▶ **Your objective**: Each entry must be restated word for word, with nothing omitted.

▶ **Given records**:
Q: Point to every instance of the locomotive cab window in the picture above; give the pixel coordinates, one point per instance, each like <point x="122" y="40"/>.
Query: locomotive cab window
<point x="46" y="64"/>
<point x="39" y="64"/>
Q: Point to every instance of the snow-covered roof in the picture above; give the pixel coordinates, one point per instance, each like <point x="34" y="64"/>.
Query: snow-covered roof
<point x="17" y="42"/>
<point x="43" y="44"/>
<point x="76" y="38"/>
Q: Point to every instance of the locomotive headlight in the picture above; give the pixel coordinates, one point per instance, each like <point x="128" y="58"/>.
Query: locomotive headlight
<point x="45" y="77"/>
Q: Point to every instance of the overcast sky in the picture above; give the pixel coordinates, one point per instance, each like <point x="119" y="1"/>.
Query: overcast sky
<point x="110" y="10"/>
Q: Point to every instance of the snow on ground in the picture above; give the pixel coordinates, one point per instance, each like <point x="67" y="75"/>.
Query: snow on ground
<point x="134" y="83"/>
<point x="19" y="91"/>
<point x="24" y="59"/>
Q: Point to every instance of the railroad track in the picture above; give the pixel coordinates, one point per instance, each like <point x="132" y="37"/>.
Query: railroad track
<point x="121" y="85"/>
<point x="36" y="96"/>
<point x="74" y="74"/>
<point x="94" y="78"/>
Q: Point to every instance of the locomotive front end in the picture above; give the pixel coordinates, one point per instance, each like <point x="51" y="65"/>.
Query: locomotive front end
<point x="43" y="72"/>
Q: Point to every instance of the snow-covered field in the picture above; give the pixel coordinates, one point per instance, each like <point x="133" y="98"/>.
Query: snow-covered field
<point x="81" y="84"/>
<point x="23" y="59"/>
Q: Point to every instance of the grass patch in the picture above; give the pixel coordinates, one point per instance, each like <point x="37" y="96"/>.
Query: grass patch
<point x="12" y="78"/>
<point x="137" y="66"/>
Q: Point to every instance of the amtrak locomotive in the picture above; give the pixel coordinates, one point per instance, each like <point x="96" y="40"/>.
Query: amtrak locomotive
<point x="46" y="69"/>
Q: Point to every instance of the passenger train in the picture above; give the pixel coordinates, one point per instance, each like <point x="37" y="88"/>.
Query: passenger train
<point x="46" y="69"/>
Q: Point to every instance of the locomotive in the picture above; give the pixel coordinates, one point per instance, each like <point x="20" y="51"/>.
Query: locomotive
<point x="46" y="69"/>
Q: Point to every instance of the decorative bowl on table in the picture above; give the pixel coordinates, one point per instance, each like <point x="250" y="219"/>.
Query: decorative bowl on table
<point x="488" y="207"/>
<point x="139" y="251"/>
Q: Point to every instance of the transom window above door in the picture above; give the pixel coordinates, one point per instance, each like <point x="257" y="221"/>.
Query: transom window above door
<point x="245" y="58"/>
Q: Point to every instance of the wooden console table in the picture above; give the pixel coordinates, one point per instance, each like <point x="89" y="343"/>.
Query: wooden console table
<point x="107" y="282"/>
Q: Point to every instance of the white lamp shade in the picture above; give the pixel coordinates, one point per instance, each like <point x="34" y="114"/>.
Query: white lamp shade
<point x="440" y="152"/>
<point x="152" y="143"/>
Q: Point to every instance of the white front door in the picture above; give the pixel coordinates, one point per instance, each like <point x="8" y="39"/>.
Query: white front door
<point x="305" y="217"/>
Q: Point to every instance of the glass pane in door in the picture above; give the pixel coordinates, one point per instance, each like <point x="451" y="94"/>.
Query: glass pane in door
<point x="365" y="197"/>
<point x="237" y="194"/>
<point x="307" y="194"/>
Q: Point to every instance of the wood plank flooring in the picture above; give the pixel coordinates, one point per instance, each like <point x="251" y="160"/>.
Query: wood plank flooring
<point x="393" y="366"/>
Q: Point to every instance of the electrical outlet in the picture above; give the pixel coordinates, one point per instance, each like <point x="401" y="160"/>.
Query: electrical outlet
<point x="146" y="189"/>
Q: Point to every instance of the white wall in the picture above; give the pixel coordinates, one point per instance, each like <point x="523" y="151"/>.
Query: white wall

▶ **Response**:
Q: Point to every instance of the locomotive cab window in the picture above; give the pixel coordinates, one point per instance, each like <point x="122" y="40"/>.
Query: locomotive cab window
<point x="46" y="64"/>
<point x="39" y="64"/>
Q: Point to every instance of the snow-covered roof in the picture above; give the pixel coordinates, one point per instance, each like <point x="34" y="64"/>.
Query: snow-covered roof
<point x="17" y="42"/>
<point x="43" y="44"/>
<point x="76" y="38"/>
Q: Point to every instance of the locomotive headlight in the picture above; give the pixel coordinates, one point per instance, each like <point x="128" y="58"/>.
Query: locomotive headlight
<point x="45" y="77"/>
Q: Point to every instance of the overcast sky in the picture above; give the pixel coordinates, one point per instance, each like <point x="119" y="1"/>.
Query: overcast sky
<point x="110" y="10"/>
Q: Point to every instance of the snow on ground in the picture above; give the pixel coordinates, one point per instance, each like <point x="67" y="75"/>.
Query: snow on ground
<point x="134" y="83"/>
<point x="19" y="91"/>
<point x="24" y="59"/>
Q: Point to every instance of the railroad track in the picture above; give the pixel coordinates, one point per instance, each like <point x="132" y="37"/>.
Query: railroad track
<point x="121" y="85"/>
<point x="36" y="96"/>
<point x="74" y="74"/>
<point x="94" y="78"/>
Q: Point to every instance of the locomotive front end in the picture above; give the pixel coordinates, one point per instance, each like <point x="51" y="65"/>.
Query: locomotive front end
<point x="43" y="72"/>
Q: Point to every instance of the snow-covered field in the picture above; give the pixel coordinates, one point per instance, each like <point x="133" y="98"/>.
Query: snow-covered field
<point x="81" y="84"/>
<point x="23" y="59"/>
Q: Point to every instance of the grass patch in the picture above; give the pixel coordinates, one point per instance, each like <point x="37" y="96"/>.
Query: grass patch
<point x="12" y="78"/>
<point x="137" y="66"/>
Q: Point to every instance of the amtrak locomotive in the picture above; give the pixel coordinates, one point per instance, each like <point x="96" y="40"/>.
Query: amtrak locomotive
<point x="46" y="69"/>
Q: Point to every instance of the passenger train in the picture above; give the pixel coordinates, one point per instance, each like <point x="37" y="88"/>.
Query: passenger train
<point x="46" y="69"/>
Q: Point to every instance of the locomotive in the picture above; give the pixel coordinates, one point per instance, each like <point x="20" y="51"/>.
Query: locomotive
<point x="46" y="69"/>
Q: Point to every instance of the decorative bowl on table in the picture above; give the pixel coordinates, one point per instance, each like <point x="250" y="219"/>.
Query: decorative bowl on table
<point x="488" y="207"/>
<point x="139" y="251"/>
Q: Point to every instance of the transom window above door in the picture above; give the pixel coordinates, one point per instance, each like <point x="257" y="221"/>.
Query: transom window above door
<point x="245" y="58"/>
Q: Point to every instance of the wooden console table in the picture above; give the pixel coordinates, one point per instance, each like <point x="89" y="343"/>.
Query: wooden console table
<point x="107" y="282"/>
Q: Point to every instance of the white lamp shade in the picture above; give the pixel coordinates, one point per instance, each like <point x="34" y="114"/>.
Query: white lamp shade
<point x="440" y="152"/>
<point x="152" y="143"/>
Q: Point to every instance of the white front door in the picture above; give the pixel coordinates, one point per instance, each like <point x="8" y="39"/>.
Query: white front door
<point x="305" y="217"/>
Q: Point to every instance of the glass pane in door in the picture above; give the pixel coordinates, one point per instance, each like <point x="451" y="94"/>.
Query: glass pane in door
<point x="365" y="197"/>
<point x="237" y="194"/>
<point x="307" y="194"/>
Q: Point to every instance of the wood plank flooring in the picture above; give the pixel coordinates, one point per instance, each like <point x="251" y="160"/>.
Query: wood plank flooring
<point x="393" y="366"/>
Q: Point to every instance of the electrical outlet in the picture above; give the pixel coordinates, one point per instance, each like <point x="401" y="160"/>.
Query: electrical outlet
<point x="146" y="189"/>
Q: Point to every instance of the white wall in the picture above; give the pixel coordinates, one point per instance, each like <point x="523" y="151"/>.
Query: white wall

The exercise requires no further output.